[Saved entries]
________________________
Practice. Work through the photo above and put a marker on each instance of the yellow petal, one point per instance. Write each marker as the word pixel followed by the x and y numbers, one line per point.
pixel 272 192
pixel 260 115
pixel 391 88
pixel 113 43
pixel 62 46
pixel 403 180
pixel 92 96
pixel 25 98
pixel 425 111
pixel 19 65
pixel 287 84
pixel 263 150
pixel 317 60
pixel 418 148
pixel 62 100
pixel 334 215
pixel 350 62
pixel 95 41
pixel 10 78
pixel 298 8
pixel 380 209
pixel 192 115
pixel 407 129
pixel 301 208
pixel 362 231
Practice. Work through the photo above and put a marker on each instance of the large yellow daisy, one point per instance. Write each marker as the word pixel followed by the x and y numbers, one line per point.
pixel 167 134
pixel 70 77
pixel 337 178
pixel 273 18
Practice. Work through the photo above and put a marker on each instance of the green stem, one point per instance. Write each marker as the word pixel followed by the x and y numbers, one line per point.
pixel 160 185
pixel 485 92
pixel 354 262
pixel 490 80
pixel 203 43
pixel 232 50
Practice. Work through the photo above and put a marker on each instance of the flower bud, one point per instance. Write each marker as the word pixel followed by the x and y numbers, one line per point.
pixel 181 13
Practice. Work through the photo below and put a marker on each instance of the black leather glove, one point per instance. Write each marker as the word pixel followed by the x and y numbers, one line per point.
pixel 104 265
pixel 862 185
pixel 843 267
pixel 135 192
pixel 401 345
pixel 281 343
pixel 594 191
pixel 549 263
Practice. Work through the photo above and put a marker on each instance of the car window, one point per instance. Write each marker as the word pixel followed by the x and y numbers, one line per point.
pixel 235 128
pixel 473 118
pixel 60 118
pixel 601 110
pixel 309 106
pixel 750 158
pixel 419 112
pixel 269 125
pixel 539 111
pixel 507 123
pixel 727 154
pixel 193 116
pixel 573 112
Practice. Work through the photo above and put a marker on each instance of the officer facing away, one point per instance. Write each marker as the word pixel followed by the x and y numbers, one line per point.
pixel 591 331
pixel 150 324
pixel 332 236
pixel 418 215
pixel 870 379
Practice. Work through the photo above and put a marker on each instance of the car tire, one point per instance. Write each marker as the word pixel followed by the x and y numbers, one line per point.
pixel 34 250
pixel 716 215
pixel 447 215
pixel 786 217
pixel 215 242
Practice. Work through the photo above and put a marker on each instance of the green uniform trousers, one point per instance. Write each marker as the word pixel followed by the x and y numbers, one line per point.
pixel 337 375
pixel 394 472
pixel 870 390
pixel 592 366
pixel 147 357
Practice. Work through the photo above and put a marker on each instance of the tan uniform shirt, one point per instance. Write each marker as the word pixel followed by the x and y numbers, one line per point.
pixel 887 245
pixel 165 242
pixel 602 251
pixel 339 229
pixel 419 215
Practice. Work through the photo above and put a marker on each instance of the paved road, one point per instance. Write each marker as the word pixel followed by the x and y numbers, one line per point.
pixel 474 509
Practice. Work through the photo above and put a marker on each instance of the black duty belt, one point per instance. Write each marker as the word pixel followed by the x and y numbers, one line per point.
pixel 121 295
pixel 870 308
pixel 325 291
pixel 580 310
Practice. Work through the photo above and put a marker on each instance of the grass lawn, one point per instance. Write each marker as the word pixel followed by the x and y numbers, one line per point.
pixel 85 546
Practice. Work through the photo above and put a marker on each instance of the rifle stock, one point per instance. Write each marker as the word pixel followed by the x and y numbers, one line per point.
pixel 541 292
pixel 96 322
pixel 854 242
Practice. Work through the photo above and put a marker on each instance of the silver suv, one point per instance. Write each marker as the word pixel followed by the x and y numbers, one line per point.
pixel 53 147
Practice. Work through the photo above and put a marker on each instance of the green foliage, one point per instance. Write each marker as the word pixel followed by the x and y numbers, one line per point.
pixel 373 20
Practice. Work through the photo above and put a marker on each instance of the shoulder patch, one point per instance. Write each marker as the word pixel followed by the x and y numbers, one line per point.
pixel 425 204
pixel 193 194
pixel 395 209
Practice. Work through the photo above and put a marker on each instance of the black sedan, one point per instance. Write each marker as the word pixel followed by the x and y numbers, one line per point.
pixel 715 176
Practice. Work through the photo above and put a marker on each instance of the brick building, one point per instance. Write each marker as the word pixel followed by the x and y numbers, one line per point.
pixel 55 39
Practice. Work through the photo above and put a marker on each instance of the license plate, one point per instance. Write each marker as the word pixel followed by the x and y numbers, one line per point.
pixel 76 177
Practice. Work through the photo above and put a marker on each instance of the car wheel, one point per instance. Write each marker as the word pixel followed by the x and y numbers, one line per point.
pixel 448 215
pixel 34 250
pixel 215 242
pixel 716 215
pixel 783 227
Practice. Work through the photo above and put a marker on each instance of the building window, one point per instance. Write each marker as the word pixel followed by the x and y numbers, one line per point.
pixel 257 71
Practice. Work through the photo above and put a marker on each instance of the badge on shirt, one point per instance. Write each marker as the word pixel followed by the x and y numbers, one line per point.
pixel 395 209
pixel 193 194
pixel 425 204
________________________
== Problem ==
Rewrite the records from the start through the line with "pixel 298 8", substituting "dot" for "marker" and leaving everything else unchanged.

== Correct answer ==
Practice. Work through the photo above and put a dot on each instance of the yellow petal, one point per instance. Write each dot as the word pixel followed by the x and y numbers, one line per point.
pixel 272 192
pixel 260 115
pixel 391 88
pixel 113 43
pixel 62 46
pixel 403 180
pixel 92 96
pixel 25 98
pixel 425 111
pixel 19 65
pixel 287 84
pixel 263 150
pixel 317 60
pixel 418 148
pixel 62 100
pixel 334 215
pixel 350 62
pixel 95 41
pixel 10 78
pixel 298 8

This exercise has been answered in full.